**Work task**
Leave out the pictures and restate the rest of the data exactly.

**Data for processing**
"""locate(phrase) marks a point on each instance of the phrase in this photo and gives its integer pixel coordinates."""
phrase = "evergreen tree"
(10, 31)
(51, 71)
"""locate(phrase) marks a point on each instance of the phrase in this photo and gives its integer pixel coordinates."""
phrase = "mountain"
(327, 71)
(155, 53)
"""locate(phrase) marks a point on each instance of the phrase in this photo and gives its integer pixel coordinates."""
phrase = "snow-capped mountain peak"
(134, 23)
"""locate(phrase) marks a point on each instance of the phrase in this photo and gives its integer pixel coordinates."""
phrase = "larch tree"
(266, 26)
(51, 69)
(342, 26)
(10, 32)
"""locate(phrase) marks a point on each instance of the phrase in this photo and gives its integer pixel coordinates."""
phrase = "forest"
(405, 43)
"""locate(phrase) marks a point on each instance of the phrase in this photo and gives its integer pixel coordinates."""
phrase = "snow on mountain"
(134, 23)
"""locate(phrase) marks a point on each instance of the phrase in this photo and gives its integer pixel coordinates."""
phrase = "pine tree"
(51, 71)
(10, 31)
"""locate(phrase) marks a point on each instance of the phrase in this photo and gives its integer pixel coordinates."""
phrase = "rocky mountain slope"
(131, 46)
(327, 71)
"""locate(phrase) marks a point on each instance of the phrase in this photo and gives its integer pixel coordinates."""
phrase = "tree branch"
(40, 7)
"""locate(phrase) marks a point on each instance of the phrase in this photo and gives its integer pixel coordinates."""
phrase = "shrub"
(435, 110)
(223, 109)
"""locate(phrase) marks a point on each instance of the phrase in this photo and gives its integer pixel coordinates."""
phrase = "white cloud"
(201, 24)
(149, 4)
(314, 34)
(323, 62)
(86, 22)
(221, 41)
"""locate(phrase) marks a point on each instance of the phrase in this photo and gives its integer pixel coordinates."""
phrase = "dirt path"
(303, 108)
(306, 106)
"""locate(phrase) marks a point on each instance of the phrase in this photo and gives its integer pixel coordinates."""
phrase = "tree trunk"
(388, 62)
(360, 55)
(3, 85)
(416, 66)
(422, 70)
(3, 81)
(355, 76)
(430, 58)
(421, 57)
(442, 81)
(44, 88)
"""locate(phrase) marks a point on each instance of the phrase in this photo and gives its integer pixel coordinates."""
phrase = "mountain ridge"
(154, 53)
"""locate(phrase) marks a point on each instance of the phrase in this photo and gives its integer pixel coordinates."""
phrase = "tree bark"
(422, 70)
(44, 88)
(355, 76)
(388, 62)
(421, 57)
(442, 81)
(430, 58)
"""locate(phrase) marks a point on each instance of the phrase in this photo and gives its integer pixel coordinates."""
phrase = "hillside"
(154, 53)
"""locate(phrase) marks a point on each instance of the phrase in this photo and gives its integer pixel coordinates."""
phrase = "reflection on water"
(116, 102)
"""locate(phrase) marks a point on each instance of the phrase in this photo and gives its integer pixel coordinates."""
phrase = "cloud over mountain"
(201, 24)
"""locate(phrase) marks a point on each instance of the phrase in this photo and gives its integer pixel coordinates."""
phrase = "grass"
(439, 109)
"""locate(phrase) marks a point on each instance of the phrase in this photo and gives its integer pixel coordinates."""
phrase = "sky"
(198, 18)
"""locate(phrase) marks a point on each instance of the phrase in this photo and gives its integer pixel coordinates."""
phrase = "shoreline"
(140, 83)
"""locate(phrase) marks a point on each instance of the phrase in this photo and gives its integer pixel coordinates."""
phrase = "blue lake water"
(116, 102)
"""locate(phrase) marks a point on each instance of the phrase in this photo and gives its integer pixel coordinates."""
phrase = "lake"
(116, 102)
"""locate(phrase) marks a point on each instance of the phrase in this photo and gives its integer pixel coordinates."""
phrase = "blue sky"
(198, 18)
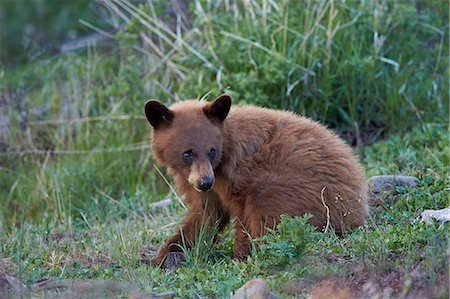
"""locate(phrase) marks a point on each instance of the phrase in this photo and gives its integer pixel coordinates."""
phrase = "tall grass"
(77, 137)
(364, 67)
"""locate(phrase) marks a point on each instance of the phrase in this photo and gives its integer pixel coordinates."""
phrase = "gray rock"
(441, 216)
(173, 260)
(381, 184)
(254, 289)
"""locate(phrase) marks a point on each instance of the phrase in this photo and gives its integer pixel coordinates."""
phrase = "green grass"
(110, 247)
(77, 178)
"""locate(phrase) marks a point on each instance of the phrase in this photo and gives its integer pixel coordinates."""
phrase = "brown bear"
(253, 165)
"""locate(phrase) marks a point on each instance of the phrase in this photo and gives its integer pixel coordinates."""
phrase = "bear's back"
(280, 158)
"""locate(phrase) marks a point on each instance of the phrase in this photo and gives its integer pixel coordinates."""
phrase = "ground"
(393, 254)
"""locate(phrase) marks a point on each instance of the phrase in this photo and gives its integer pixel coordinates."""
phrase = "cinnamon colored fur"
(254, 165)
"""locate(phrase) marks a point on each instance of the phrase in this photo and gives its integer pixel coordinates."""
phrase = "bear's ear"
(218, 110)
(157, 114)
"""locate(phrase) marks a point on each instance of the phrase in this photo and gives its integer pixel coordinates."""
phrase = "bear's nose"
(205, 183)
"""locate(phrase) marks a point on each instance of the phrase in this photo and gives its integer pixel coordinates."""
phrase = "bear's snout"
(205, 183)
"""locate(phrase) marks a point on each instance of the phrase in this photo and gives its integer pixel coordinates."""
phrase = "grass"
(110, 247)
(77, 178)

**Answer to this exercise**
"""locate(phrase) marks a point on each instance of the phrase in this photo and gives its integer pixel coordinates."""
phrase = "evergreen tree"
(10, 31)
(51, 71)
"""locate(phrase) marks a point on each instance of the phrase in this photo and gives its integer pixel coordinates."""
phrase = "mountain"
(327, 71)
(155, 53)
"""locate(phrase) marks a point on each instance of the phrase in this photo and gives its integer pixel coordinates."""
phrase = "snow-capped mountain peak"
(134, 23)
"""locate(phrase) marks a point on each instance of the phrase in this photo and gives its integer pixel coordinates."""
phrase = "larch tree"
(266, 26)
(51, 69)
(342, 26)
(10, 32)
"""locate(phrase) marks a point on each instance of the phrase in this photo and gives its integer pixel coordinates."""
phrase = "forest"
(405, 43)
"""locate(phrase) marks a point on each instance of the phrase in this photo and gives its integer pixel coordinates."""
phrase = "snow on mountain"
(134, 23)
"""locate(phrase) marks a point on each instance of the phrase in this photo and gives its integer pixel coordinates."""
phrase = "pine tree"
(51, 71)
(10, 31)
"""locate(phrase) marks a point on each instance of the phrase in this photo and gives its integer pixel coordinates."""
phrase = "rocky mountain slope"
(131, 46)
(327, 71)
"""locate(phrase) marks a point on each instance of the phrase in this photo and gives its integer pixel coordinates."""
phrase = "tree branch"
(40, 7)
"""locate(phrase) marks a point on each instance of the phrase in this photo and gives its integer pixel coordinates."""
phrase = "shrub"
(435, 110)
(223, 109)
"""locate(phrase) marks a point on each instance of the phrase in this photo and gives its integer pixel coordinates."""
phrase = "white cloud"
(201, 24)
(149, 4)
(314, 34)
(323, 62)
(86, 22)
(221, 41)
"""locate(phrase) marks a point on each instance of the phrase in this photo and gives its integer pixel coordinates."""
phrase = "dirt path"
(303, 108)
(306, 106)
"""locate(phrase) marks a point on each instance of the phrase in this photo and gives its integer pixel coordinates."""
phrase = "tree trunk"
(388, 62)
(360, 55)
(3, 85)
(416, 66)
(422, 70)
(3, 81)
(355, 76)
(430, 58)
(421, 57)
(442, 81)
(44, 88)
"""locate(phrase) marks a point on each instance of the phrase in this photo and gives its integer pixel coordinates."""
phrase = "mountain ridge"
(154, 53)
"""locate(phrase) marks a point on each instance of the phrase in this photo and gives its integer pixel coordinates."""
phrase = "tree bark"
(422, 70)
(44, 88)
(355, 76)
(388, 62)
(421, 57)
(442, 81)
(430, 58)
"""locate(phrase) marks a point on each instance of the phrase in this photo and gives its integer pixel coordinates."""
phrase = "hillside"
(154, 53)
"""locate(phrase) marks a point on each instance of the phrase in this photo and gives its integer pixel coordinates."""
phrase = "reflection on water"
(116, 102)
"""locate(phrase) marks a point on each instance of the phrase in this photo and gives its integer pixel coordinates."""
phrase = "cloud over mountain"
(201, 24)
"""locate(phrase) marks a point on each instance of the phrase in this photo and gives its integer pixel coordinates."""
phrase = "grass"
(439, 109)
"""locate(phrase) marks a point on each instance of the phrase in this photo and gives its integer pixel coordinates."""
phrase = "sky"
(198, 18)
"""locate(phrase) marks a point on each instance of the phrase in this photo and gives its integer pixel coordinates."""
phrase = "shoreline"
(140, 83)
"""locate(phrase) marks a point on each instance of the phrase in this photo and gives its integer pixel coordinates."""
phrase = "blue lake water"
(116, 102)
"""locate(phrase) marks a point on each instance of the phrase in this photo and gives its integer pixel coordinates."""
phrase = "lake"
(116, 102)
"""locate(phrase) marks a point on each instance of the phrase in this photo and gives its integer pixel coordinates."""
phrase = "blue sky"
(198, 18)
"""locate(phrase) marks a point on each instance of the phrase in this photo and gives its integer pixel coordinates."""
phrase = "tall grass"
(77, 137)
(364, 67)
"""locate(phrase) marks a point on each instance of the phrase in this photo and gives its integer pixel coordinates."""
phrase = "gray rock"
(441, 216)
(173, 260)
(381, 184)
(254, 289)
"""locate(phrase) marks a point on each instance of the phrase in this photo and gives its integer pixel coordinates."""
phrase = "green grass"
(110, 247)
(77, 178)
"""locate(phrase) marks a point on each instance of the phrase in this photo and gives its integer pixel coordinates."""
phrase = "brown bear"
(253, 165)
"""locate(phrase) marks a point on each instance of the phrase in this photo and gives its integer pixel coordinates."""
phrase = "bear's back"
(280, 158)
"""locate(phrase) marks a point on each instance of the phrase in this photo and gives its integer pixel coordinates."""
phrase = "ground"
(393, 254)
"""locate(phrase) marks a point on each instance of the phrase in this photo and gives its integer pixel coordinates."""
phrase = "cinnamon colored fur"
(254, 165)
"""locate(phrase) marks a point on each instance of the phrase in this photo and gives its integer pixel coordinates."""
phrase = "bear's ear"
(218, 110)
(157, 114)
"""locate(phrase) marks a point on each instance of the phrase in this photo and gives its integer pixel coordinates."""
phrase = "bear's nose"
(205, 183)
"""locate(phrase) marks a point on each instance of the phrase in this photo and gives its integer pixel coordinates."""
phrase = "bear's snout"
(205, 183)
"""locate(phrase) marks a point on each instance of the phrase in this photo and gives its integer pixel coordinates."""
phrase = "grass"
(110, 247)
(77, 178)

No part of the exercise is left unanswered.